● **Your task**
Go through the data and copy each line where the word "yellow" shows up.

Items from a data source
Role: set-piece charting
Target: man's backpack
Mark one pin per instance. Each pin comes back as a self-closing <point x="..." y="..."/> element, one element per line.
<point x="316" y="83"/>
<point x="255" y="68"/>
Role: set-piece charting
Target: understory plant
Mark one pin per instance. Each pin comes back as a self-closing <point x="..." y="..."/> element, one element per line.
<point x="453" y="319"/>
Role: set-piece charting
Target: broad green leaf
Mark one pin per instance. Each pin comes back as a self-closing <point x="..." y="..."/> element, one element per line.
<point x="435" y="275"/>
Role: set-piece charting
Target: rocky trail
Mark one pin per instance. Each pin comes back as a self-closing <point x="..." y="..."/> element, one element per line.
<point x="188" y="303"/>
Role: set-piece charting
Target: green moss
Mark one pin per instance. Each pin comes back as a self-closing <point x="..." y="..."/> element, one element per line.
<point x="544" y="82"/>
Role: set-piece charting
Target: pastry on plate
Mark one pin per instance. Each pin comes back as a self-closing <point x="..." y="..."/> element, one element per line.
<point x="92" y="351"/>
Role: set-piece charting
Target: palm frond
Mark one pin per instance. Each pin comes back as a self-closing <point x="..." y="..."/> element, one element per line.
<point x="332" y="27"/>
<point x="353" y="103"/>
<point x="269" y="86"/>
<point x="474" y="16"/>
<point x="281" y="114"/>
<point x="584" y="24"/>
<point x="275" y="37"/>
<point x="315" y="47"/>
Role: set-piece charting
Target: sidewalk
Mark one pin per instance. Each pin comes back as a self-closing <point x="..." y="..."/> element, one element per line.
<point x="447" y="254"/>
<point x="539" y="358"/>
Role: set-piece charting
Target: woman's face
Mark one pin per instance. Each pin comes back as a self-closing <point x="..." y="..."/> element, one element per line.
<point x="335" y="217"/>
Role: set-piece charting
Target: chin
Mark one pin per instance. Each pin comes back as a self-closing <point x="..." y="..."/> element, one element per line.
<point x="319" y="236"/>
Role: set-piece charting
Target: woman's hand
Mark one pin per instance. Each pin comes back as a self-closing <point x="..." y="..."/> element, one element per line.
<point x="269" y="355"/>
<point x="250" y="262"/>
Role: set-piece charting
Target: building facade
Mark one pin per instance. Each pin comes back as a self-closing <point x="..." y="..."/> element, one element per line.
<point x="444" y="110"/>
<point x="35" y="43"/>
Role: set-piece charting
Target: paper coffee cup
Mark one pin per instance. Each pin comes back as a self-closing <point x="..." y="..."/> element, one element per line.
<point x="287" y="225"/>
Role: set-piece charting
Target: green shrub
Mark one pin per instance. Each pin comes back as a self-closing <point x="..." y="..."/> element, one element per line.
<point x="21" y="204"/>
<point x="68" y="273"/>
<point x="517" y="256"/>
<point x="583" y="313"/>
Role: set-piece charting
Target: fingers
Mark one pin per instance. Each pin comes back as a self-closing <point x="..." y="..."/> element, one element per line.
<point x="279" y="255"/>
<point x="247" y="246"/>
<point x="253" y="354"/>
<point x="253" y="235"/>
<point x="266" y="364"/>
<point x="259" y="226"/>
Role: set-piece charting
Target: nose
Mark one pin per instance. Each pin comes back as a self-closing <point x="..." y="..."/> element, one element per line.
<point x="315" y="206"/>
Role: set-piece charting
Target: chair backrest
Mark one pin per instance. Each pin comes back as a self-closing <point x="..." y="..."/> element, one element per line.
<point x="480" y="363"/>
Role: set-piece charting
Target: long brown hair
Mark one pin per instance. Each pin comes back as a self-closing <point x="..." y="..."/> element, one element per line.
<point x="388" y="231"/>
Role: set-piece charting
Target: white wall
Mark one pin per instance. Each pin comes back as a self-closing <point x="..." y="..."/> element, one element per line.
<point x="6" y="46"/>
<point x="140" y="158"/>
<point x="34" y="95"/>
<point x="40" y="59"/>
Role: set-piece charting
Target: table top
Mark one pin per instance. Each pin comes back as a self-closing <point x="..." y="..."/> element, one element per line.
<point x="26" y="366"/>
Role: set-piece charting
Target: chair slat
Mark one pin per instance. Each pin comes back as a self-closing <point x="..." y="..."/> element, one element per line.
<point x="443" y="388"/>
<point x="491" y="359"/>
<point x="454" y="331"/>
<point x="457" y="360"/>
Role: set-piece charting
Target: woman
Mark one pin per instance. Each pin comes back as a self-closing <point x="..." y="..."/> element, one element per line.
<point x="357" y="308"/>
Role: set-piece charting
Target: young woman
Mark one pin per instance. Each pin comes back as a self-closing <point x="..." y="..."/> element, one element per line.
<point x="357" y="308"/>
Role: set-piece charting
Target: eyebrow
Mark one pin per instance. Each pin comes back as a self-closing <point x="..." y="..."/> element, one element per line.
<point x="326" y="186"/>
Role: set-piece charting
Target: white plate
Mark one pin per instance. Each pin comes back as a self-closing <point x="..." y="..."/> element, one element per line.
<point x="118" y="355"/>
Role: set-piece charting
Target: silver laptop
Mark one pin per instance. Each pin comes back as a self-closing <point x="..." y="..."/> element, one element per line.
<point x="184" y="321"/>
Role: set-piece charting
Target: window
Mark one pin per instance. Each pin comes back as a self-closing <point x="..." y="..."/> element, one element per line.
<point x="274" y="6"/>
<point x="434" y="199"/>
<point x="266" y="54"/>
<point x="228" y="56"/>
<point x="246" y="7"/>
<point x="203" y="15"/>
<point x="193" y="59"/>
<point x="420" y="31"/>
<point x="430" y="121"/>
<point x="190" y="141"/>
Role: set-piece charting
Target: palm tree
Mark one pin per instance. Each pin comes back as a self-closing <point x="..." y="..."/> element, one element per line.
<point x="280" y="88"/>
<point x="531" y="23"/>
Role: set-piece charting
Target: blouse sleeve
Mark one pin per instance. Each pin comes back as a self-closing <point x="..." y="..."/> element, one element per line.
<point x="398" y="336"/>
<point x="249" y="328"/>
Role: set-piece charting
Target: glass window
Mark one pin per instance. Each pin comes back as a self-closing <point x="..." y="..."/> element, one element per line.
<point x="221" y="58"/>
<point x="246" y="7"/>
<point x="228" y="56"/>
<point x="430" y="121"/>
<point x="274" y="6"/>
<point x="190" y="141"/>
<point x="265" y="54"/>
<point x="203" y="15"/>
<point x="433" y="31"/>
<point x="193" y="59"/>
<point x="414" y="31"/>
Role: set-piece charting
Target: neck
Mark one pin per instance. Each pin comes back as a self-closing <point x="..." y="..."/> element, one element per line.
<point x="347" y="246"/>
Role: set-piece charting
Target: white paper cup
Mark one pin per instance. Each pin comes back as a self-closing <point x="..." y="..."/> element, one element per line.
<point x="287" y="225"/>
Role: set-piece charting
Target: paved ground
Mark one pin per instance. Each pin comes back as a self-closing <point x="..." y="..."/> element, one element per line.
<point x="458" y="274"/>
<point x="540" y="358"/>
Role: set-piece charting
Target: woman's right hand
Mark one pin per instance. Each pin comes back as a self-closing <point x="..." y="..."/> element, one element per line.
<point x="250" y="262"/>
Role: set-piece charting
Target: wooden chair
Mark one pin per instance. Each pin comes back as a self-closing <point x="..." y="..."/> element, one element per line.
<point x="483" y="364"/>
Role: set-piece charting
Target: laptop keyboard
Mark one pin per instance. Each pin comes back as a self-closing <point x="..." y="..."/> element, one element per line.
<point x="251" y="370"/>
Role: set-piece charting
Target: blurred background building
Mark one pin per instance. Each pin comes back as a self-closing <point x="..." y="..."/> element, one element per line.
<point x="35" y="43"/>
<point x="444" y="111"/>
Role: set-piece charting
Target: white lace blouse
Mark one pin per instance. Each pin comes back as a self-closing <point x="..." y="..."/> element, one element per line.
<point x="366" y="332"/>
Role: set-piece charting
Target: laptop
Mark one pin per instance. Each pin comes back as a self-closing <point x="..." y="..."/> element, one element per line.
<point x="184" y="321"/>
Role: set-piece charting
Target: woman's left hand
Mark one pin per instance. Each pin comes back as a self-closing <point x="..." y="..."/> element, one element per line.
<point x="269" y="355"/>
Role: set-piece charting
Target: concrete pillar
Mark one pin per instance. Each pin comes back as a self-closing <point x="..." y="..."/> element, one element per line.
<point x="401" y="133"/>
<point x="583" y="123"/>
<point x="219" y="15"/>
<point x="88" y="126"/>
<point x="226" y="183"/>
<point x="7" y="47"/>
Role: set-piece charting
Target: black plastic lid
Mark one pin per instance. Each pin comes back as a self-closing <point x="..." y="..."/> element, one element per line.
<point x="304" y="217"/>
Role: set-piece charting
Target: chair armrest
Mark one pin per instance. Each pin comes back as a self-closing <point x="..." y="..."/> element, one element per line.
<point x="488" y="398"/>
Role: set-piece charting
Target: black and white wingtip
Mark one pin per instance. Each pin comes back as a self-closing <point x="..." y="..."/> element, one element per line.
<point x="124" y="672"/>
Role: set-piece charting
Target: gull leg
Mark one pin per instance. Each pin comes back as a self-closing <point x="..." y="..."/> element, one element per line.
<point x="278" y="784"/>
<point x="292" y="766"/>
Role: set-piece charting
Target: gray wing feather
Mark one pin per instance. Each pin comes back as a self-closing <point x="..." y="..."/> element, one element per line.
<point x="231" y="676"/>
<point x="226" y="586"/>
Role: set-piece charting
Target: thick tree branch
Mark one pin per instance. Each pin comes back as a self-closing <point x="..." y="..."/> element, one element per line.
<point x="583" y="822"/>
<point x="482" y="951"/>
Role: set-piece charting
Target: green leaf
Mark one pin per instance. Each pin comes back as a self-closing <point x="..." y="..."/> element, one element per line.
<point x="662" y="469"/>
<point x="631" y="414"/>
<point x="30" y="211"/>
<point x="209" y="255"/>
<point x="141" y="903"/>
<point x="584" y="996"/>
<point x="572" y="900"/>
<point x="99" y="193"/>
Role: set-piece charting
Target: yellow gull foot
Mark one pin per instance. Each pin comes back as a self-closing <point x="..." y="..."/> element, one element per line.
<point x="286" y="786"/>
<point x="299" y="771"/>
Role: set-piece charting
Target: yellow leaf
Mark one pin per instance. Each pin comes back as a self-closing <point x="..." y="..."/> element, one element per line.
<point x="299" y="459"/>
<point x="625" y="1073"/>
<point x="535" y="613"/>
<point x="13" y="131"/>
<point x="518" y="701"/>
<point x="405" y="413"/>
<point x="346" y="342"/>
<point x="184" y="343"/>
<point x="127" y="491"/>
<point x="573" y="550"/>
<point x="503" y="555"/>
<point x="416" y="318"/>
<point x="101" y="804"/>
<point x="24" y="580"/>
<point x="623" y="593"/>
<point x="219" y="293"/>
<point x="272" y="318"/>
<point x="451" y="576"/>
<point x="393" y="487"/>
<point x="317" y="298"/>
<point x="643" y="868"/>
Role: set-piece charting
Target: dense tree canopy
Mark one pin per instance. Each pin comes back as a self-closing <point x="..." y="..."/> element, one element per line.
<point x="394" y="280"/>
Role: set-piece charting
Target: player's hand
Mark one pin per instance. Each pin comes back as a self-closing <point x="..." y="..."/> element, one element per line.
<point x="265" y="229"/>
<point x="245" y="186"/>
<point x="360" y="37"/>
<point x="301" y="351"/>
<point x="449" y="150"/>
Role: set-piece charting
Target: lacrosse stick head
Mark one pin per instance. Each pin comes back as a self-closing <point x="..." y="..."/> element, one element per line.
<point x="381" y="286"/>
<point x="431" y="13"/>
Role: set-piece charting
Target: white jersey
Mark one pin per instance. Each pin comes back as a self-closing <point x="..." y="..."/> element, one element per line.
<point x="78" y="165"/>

● **Expected output**
Target: yellow gull foot
Target: yellow leaf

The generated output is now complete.